Search the entries for the word "Find" and return every line where it is found.

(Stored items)
+ + +
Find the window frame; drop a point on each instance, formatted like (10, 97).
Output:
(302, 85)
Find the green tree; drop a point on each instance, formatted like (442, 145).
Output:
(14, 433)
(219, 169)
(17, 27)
+ + +
_Output_
Find the window frame; drop a point on each instance, formatted like (10, 97).
Find the green tree; drop a point on each instance, formatted like (442, 145).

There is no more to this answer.